— Start of Record list —

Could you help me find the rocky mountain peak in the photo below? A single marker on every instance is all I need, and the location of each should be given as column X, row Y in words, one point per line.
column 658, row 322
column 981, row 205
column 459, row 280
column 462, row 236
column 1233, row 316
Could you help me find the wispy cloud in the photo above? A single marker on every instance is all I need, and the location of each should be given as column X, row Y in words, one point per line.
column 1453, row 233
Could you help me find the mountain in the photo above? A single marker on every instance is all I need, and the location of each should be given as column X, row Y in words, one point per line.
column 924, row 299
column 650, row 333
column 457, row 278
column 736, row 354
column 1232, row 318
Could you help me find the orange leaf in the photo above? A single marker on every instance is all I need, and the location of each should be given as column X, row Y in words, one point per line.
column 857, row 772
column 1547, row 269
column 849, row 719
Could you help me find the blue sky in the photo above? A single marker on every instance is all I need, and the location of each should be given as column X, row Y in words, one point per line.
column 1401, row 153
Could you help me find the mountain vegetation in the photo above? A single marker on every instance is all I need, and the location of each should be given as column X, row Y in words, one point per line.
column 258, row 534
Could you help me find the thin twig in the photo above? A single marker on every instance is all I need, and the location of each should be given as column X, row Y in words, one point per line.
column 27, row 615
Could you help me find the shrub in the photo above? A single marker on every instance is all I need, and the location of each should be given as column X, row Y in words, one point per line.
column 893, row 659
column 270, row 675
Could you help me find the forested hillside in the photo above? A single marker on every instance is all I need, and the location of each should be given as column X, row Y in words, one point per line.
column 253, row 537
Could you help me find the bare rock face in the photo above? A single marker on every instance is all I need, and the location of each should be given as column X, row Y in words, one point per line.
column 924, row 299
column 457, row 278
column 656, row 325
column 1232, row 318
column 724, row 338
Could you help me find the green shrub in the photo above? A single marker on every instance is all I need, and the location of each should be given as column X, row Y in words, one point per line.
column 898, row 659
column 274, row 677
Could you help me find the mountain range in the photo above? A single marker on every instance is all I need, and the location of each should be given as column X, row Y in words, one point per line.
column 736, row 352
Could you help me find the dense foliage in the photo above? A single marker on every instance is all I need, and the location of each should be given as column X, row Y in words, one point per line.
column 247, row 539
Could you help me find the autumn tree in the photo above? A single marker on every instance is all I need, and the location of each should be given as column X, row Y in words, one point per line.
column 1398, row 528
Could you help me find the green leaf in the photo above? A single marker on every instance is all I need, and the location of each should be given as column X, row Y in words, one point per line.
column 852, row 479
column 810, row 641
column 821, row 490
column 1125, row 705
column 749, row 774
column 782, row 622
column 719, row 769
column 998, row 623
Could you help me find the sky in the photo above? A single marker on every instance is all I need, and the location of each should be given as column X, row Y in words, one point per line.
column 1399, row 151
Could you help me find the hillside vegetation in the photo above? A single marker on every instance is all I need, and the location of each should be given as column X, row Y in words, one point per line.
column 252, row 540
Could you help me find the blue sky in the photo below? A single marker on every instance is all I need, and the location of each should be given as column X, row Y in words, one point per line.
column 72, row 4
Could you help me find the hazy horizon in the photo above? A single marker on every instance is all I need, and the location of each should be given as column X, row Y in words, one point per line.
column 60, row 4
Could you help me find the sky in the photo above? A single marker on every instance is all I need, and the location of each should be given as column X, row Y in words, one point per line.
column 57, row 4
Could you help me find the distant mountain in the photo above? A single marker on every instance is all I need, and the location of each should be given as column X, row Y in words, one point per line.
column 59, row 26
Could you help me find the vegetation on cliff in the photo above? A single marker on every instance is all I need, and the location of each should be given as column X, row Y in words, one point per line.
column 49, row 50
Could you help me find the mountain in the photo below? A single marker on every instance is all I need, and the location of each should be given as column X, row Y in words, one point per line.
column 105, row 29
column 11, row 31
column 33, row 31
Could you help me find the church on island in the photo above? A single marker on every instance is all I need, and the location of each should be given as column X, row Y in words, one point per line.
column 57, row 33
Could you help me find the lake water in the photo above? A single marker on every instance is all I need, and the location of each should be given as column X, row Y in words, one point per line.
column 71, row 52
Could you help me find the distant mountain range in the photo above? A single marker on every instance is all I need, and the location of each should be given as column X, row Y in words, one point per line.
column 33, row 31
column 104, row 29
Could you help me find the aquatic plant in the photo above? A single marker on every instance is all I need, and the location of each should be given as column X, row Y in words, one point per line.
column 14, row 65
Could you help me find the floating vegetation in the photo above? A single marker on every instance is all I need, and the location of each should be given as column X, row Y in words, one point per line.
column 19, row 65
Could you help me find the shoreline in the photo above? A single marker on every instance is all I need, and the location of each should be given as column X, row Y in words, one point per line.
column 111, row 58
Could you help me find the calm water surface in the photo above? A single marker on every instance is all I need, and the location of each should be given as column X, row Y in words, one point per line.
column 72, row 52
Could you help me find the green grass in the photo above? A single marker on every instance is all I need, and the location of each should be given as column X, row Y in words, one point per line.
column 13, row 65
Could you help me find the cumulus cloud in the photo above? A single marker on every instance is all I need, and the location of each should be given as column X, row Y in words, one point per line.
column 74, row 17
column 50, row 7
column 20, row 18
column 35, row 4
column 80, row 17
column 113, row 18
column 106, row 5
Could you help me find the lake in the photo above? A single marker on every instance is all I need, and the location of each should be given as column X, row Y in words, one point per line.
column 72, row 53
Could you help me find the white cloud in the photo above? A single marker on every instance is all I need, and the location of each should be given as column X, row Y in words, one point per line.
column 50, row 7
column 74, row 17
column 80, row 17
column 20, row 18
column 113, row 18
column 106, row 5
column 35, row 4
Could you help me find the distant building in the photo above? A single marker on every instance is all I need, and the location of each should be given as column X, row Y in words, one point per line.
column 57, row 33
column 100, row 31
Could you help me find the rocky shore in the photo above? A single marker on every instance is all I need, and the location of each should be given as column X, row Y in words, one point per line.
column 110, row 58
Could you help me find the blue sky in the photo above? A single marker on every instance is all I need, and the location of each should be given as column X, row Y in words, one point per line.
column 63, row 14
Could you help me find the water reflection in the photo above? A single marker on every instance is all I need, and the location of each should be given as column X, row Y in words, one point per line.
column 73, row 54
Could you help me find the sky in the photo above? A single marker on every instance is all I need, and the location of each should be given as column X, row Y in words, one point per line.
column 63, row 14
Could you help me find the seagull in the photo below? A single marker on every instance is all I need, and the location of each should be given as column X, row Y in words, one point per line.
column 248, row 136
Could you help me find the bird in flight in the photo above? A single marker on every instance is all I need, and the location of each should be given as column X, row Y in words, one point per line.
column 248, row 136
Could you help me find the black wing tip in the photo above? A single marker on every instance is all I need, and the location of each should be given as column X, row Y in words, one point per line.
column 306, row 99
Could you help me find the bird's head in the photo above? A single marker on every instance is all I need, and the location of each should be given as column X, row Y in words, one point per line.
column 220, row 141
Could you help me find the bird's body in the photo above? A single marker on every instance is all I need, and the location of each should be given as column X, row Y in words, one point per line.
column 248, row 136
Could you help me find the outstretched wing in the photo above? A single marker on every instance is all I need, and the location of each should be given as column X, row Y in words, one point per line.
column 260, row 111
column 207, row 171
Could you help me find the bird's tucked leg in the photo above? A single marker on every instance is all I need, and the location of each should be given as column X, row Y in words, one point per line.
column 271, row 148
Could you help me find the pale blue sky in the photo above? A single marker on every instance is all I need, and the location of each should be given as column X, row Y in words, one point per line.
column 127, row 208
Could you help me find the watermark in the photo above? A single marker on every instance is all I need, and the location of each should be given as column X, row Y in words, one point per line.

— End of Record list —

** Set problem **
Reproduce the entire listing above line for line, changing nothing.

** Exercise solution **
Could you help me find the rocky mountain peak in the photo below? A single marker on every instance is all I need, and the location of each should be given as column X, row Y in words, one point per line.
column 658, row 322
column 981, row 205
column 459, row 280
column 462, row 236
column 1233, row 316
Could you help me find the wispy cloud in the photo above? A single marker on every instance is all I need, and the location of each should be given as column X, row Y in words, one point per line.
column 1453, row 233
Could you help me find the mountain in the photo above? A single marker on every instance is all I need, and the location of each should be given as column X, row Y in words, one point per line.
column 924, row 299
column 650, row 333
column 457, row 278
column 736, row 354
column 1232, row 318
Could you help me find the orange leaf in the photo above? A single marker on every instance is all I need, and the location of each should be given as column X, row Y in words, one point per line.
column 857, row 772
column 1547, row 269
column 849, row 719
Could you help me find the blue sky in the photo above? A single marker on every instance is all I need, and the location of each should be given as column X, row Y in words, one point per line.
column 1401, row 153
Could you help me find the mountain vegetation in the photo above? A single marker on every instance is all I need, and the location of each should be given as column X, row Y in words, one point per line.
column 258, row 534
Could you help me find the thin twig in the photo above? A single marker on every instance is all I need, and the location of each should be given as column X, row Y in words, one point per line.
column 27, row 615
Could you help me find the shrub in the photo above? A single marker on every instance is all I need, and the location of each should be given as column X, row Y in words, one point per line.
column 893, row 659
column 270, row 675
Could you help me find the forested hillside in the photo above? A single marker on every instance is all I need, and the location of each should be given as column X, row Y in words, one point per line.
column 253, row 537
Could you help me find the bare rock face in the photo above? A single marker on every instance is all I need, and the location of each should be given as column X, row Y in words, one point per line.
column 924, row 299
column 457, row 278
column 656, row 325
column 1232, row 318
column 724, row 338
Could you help me find the green shrub in the photo above? A single marker on every instance is all I need, and the location of each should be given as column X, row Y in words, one point per line.
column 898, row 659
column 274, row 677
Could you help me find the mountain range in the photo above? A single marker on every instance is all I need, and the location of each should be given as column X, row Y in words, one point per line.
column 736, row 352
Could you help me find the dense foliage in the photo above? A single marker on every instance is all I need, and the location of each should be given as column X, row Y in words, one point per line.
column 247, row 539
Could you help me find the autumn tree in the photo above? A single marker on every instance is all I need, and the location of each should be given as column X, row Y in words, one point per line.
column 1398, row 528
Could you help me find the green leaf in the photo above? A single marker on every instance is all I need, and the location of each should be given as column X, row Y in words, one point per line.
column 852, row 479
column 810, row 641
column 821, row 490
column 1125, row 705
column 749, row 774
column 782, row 622
column 719, row 769
column 998, row 623
Could you help me find the sky in the photo above? A single marker on every instance is all I need, and the location of each should be given as column X, row Y in words, one point per line.
column 1399, row 151
Could you help me find the hillside vegetation in the photo above? A single marker on every instance is all I need, and the location of each should be given as column X, row Y in words, one point per line.
column 252, row 540
Could you help me find the blue sky in the photo below? A single marker on every instance is all I need, and the location of each should be given as column X, row Y in words, one point per line.
column 72, row 4
Could you help me find the hazy horizon in the photo above? A single marker on every instance is all I need, and the location of each should be given as column X, row Y in words, one point per line.
column 60, row 4
Could you help me find the sky in the photo above? A single marker on every instance is all I need, and the location of each should be given as column X, row Y in words, one point per line.
column 57, row 4
Could you help me find the distant mountain in the photo above? A single marker on every instance is all I need, and the location of each should be given as column X, row Y in words, one point per line.
column 59, row 26
Could you help me find the vegetation on cliff in the photo above? A single marker on every instance is all I need, and the location of each should be given as column X, row Y in words, one point per line.
column 49, row 50
Could you help me find the mountain in the photo below? A single marker on every instance is all I need, and the location of each should be given as column X, row Y in words, one point per line.
column 105, row 29
column 11, row 31
column 33, row 31
Could you help me find the church on island in the photo above? A single marker on every instance is all I need, and the location of each should be given as column X, row Y in words, one point per line.
column 57, row 33
Could you help me find the lake water in the photo above? A single marker on every instance is all I need, and the location of each should be given as column X, row Y in words, one point per line.
column 71, row 52
Could you help me find the distant mountain range in the photo above? A single marker on every instance is all I need, and the location of each should be given as column X, row Y in words, one point per line.
column 33, row 31
column 104, row 29
Could you help me find the aquatic plant in the photo above? A single marker on every instance is all I need, and the location of each should be given as column X, row Y in words, one point per line.
column 14, row 65
Could you help me find the floating vegetation in the photo above? A single marker on every instance is all I need, and the location of each should be given as column X, row Y in words, one point per line.
column 19, row 65
Could you help me find the shoreline in the photo above? A single marker on every instance is all I need, and the location of each should be given as column X, row Y in words, one point per line.
column 111, row 58
Could you help me find the calm water surface in the photo above? A single marker on every instance is all I need, and the location of each should be given as column X, row Y in words, one point per line.
column 72, row 52
Could you help me find the green grass in the photo above? A single marker on every instance is all I need, and the location of each should be given as column X, row Y in words, one point per line.
column 13, row 65
Could you help me find the cumulus cloud in the photo above? A single marker on every instance is all I need, and the location of each should be given as column X, row Y in words, one point per line.
column 74, row 17
column 50, row 7
column 20, row 18
column 35, row 4
column 80, row 17
column 113, row 18
column 106, row 5
Could you help me find the lake in the photo above? A single marker on every instance is all I need, and the location of each should be given as column X, row Y in words, one point per line.
column 72, row 53
Could you help me find the white cloud in the photo above? A single marker on every instance is all I need, and the location of each should be given as column X, row Y in words, one point per line.
column 50, row 7
column 74, row 17
column 80, row 17
column 20, row 18
column 113, row 18
column 106, row 5
column 35, row 4
Could you help me find the distant building in the photo above? A single marker on every instance is all I need, and the location of each should be given as column X, row Y in words, one point per line.
column 57, row 33
column 100, row 31
Could you help me find the rocky shore in the photo above? A single marker on every instance is all I need, and the location of each should be given as column X, row Y in words, one point per line.
column 110, row 58
Could you help me find the blue sky in the photo above? A single marker on every instance is all I need, and the location of each should be given as column X, row Y in words, one point per line.
column 63, row 14
Could you help me find the water reflection in the photo above? A single marker on every instance is all I need, and the location of each should be given as column X, row Y in words, one point per line.
column 73, row 54
Could you help me find the sky in the photo above? A single marker on every instance is all I need, and the location of each should be given as column X, row Y in words, one point per line.
column 63, row 14
Could you help me find the seagull in the photo below? A single marker on every instance is all I need, and the location of each should be given as column X, row Y in words, one point per line.
column 248, row 136
Could you help me find the bird in flight in the photo above? A single marker on every instance is all I need, and the location of each should be given as column X, row Y in words, one point per line.
column 248, row 136
Could you help me find the black wing tip in the photo above? A single marker on every instance is all I need, and the location of each should be given as column X, row Y in words, one point per line.
column 306, row 99
Could you help me find the bird's head in the photo above? A single marker on every instance is all I need, and the location of each should be given as column X, row Y in words, one point per line.
column 220, row 141
Could you help me find the bird's body in the photo above? A single marker on every instance is all I need, and the location of each should be given as column X, row Y in words, one point per line.
column 248, row 136
Could you help me find the outstretched wing in the photo above? A single marker on every instance is all I need, and the location of each should be given as column X, row Y in words, one point per line.
column 260, row 111
column 207, row 171
Could you help me find the bird's tucked leg in the photo above? A single marker on every instance is all I need, and the location of each should be given as column X, row Y in words, one point per line.
column 271, row 148
Could you help me find the pale blue sky in the photo above? A single marker on every instance is all I need, and the location of each should be given as column X, row Y in words, one point per line.
column 127, row 208
Could you help me find the watermark in the photo above? A single marker on every instance is all I need, and the location of each should be given as column X, row Y in words, one point per line.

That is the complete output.